Dataset entries:
____
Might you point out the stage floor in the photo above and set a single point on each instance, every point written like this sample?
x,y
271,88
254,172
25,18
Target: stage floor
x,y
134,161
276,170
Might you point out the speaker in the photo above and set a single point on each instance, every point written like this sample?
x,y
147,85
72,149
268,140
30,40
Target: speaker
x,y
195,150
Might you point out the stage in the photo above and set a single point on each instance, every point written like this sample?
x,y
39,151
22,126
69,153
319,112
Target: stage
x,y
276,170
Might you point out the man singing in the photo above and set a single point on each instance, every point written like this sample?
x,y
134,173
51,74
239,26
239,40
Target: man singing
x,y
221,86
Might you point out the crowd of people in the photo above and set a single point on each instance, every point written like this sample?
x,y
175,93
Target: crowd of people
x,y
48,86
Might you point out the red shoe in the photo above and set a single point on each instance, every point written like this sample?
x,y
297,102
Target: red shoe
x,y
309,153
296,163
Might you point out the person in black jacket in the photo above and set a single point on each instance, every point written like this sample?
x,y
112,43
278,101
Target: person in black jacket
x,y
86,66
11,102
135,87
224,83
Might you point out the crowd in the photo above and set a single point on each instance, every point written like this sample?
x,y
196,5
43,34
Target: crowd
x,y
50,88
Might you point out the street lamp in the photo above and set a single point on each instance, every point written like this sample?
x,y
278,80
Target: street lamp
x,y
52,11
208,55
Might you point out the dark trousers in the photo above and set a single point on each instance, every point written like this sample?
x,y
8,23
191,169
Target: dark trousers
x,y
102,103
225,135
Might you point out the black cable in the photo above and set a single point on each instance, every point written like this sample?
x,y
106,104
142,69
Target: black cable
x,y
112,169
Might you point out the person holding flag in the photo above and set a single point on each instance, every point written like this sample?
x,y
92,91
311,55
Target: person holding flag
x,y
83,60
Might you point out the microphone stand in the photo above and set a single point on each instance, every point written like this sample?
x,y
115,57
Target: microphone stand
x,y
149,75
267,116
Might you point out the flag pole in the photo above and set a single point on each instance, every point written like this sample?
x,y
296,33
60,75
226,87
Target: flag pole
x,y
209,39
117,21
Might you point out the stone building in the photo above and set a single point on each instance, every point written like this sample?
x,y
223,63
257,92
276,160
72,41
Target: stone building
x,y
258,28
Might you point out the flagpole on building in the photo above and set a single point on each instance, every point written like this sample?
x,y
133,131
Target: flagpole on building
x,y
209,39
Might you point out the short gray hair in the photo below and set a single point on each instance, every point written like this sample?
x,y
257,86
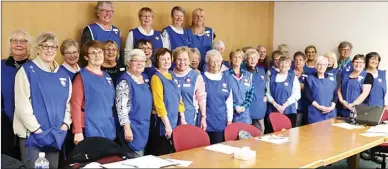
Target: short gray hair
x,y
135,53
101,3
251,52
213,53
45,37
218,43
26,36
321,59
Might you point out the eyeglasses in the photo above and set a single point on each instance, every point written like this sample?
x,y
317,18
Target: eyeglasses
x,y
21,41
107,11
96,53
71,53
47,47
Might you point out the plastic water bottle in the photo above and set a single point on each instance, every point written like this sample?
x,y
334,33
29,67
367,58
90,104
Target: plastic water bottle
x,y
41,162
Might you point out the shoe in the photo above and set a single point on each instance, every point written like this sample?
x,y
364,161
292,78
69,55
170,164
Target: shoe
x,y
365,156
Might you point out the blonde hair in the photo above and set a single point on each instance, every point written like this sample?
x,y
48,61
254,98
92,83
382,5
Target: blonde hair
x,y
332,55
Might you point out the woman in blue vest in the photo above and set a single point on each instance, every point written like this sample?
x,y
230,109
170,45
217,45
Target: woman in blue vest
x,y
175,35
219,99
146,46
240,81
192,88
299,70
144,31
201,36
258,106
167,99
283,90
355,87
378,94
321,93
102,30
19,51
42,108
70,52
93,98
134,104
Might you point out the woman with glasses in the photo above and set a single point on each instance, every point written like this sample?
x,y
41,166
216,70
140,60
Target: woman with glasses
x,y
42,108
175,35
355,87
93,98
320,93
70,52
110,65
19,43
134,104
144,31
102,30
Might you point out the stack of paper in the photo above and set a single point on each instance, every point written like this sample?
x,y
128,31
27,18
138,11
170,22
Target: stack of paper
x,y
274,139
148,161
348,126
223,148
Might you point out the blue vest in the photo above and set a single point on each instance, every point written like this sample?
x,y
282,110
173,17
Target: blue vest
x,y
156,39
99,100
187,85
323,91
281,91
217,94
171,99
202,43
351,88
378,91
308,70
258,106
240,88
7,88
49,94
178,40
140,112
104,35
70,73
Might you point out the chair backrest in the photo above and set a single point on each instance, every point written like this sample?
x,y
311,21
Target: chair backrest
x,y
188,137
231,131
279,121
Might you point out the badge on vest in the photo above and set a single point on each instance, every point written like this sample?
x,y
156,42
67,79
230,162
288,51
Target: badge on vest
x,y
62,81
32,69
359,78
109,80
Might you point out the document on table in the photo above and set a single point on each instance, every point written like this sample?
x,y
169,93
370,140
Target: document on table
x,y
148,161
223,148
348,126
273,139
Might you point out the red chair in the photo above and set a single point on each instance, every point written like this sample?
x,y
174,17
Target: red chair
x,y
279,121
231,131
188,136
____
▶ **Instructions to follow**: Your copy of the data above should match it exactly, except that pictures are left out.

▶ **Response to this task**:
Might you point out the stage floor in the photo above and set a single point on each instance, every point written like this sample?
x,y
271,88
254,172
25,18
Target: stage floor
x,y
134,161
276,170
Might you point out the speaker in the photo above and set a single point on each instance, every point written like this sample?
x,y
147,85
72,149
268,140
30,40
Target: speaker
x,y
195,150
Might you point out the stage in the photo above and set a single point on each instance, every point written like this sample?
x,y
39,151
22,126
69,153
319,112
Target: stage
x,y
276,170
Might you point out the man singing in the photo above and set a single point on each instance, every point written like this sample?
x,y
134,173
51,74
239,26
239,40
Target: man singing
x,y
221,86
Might you point out the crowd of people in the photo above and set a single point on each instance, every point written like this sample?
x,y
175,93
Target: crowd of people
x,y
48,86
Might you point out the red shoe in the photo above and set a single point on each instance, every point written like this sample?
x,y
297,102
Target: red shoe
x,y
309,153
296,163
Might you point out the person in black jacket in the photo above and set a single point on each instance, every point written like this sample?
x,y
112,43
278,101
Target: person in black jacket
x,y
86,66
11,102
135,87
224,83
Might you point out the crowd in the photo above and set a single point on each instance, every point written like this sample?
x,y
196,5
43,34
Target: crowd
x,y
50,88
Might you point out the street lamp in the photo above and set a single point on each instance, every point written like this sample?
x,y
278,80
Target: street lamp
x,y
52,11
208,55
Might you point out the dark trousers in the photo above and set a single point on each instance, every point written like this sample?
x,y
8,23
191,169
Target: dark trousers
x,y
102,103
225,135
Might you point out the black cable in the photo above and set a single point on each instance, every point written like this sample?
x,y
106,104
142,69
Target: black cable
x,y
112,169
Might you point out the person holding flag in the photo above and set a single point on each instance, every point written like this sample?
x,y
92,91
311,55
Target: person holding flag
x,y
83,60
Might you point out the microphone stand in the photo above and set a single point on each instance, every point written like this sample?
x,y
115,57
Target: microphone stand
x,y
149,75
267,116
Might you point out the flag pole in the photo above and set a single point on each instance, every point written like this sample?
x,y
296,33
60,75
226,87
Target: flag pole
x,y
209,39
117,21
Might you point out the stone building in the photo above and set a single point on each instance, every point written like this sample?
x,y
223,63
257,92
276,160
72,41
Target: stone building
x,y
258,28
Might you point out the flagpole on building in the photo above and set a single point on each instance, every point written like this sample?
x,y
133,131
Target: flagpole on building
x,y
209,39
Might you point out the short gray hair in the photo below and set a single point on each instance, every point written like this sample?
x,y
257,86
Target: short gray hair
x,y
135,53
101,3
251,52
213,53
45,37
218,43
26,36
321,59
Might you point out the eyeglasses in the photo above and set a single point on each instance, every point written like this sample?
x,y
317,18
Target: eyeglasses
x,y
21,41
107,11
96,53
71,53
47,47
Might you point out the plastic water bottle in the photo above and set a single point on each instance, every point written like this sample?
x,y
334,33
29,67
367,58
90,104
Target: plastic water bottle
x,y
41,162
Might you point out the shoe in the photo above and set a single point on each instance, every point written like this sample?
x,y
364,161
292,78
69,55
170,164
Target: shoe
x,y
365,156
Might you point out the blonde hair in the photo above and set a single point on each instance, every point written like this sample?
x,y
48,61
254,98
92,83
382,5
Target: blonde hair
x,y
332,55
Might you point out the woman in blue vest in the photo above and set a single point on each instance, every point written like this sample?
x,y
230,109
170,45
217,45
Target: woman in blue vest
x,y
175,35
219,99
146,46
240,81
192,88
299,70
144,31
201,36
258,106
167,99
283,90
355,87
378,94
321,93
102,30
19,51
42,108
70,52
93,98
134,104
Might you point out the woman with glasses in the photo above and set a single point on each instance, every point written like this sample?
x,y
41,166
216,70
140,60
Target: woman with glasses
x,y
42,108
175,35
355,87
93,98
320,93
70,52
110,65
19,43
134,104
144,31
102,30
Might you point out the stack of paper in the photo above and set a single point on each instance, every point written like this sample?
x,y
128,31
27,18
138,11
170,22
Target: stack of paper
x,y
274,139
148,161
348,126
223,148
Might you point out the blue vest in the photo above and set a single point on each instance, every point written like this sample?
x,y
282,110
173,17
Target: blue vest
x,y
156,39
99,100
187,85
323,91
281,91
217,94
171,99
202,43
351,88
378,91
308,70
258,106
240,88
7,88
49,94
178,40
140,112
104,35
70,73
Might you point out the chair backrest in the photo above and set a single point on each instance, every point written like this sample?
x,y
311,21
Target: chair backrest
x,y
188,137
231,131
279,121
Might you point out the badge on vest in the photo above and set a single point on each instance, every point written like this sample?
x,y
156,42
67,79
230,162
288,51
Target: badge on vest
x,y
62,81
32,69
359,78
109,80
Might you point out the document on table in the photo above and set a single point on each instance, every point written like this sample?
x,y
169,93
370,140
Target: document on table
x,y
148,161
223,148
348,126
273,139
Might you point out the red chair in the photo above and set a single point on each instance, every point written like this sample?
x,y
174,17
Target: red chair
x,y
279,121
231,131
188,136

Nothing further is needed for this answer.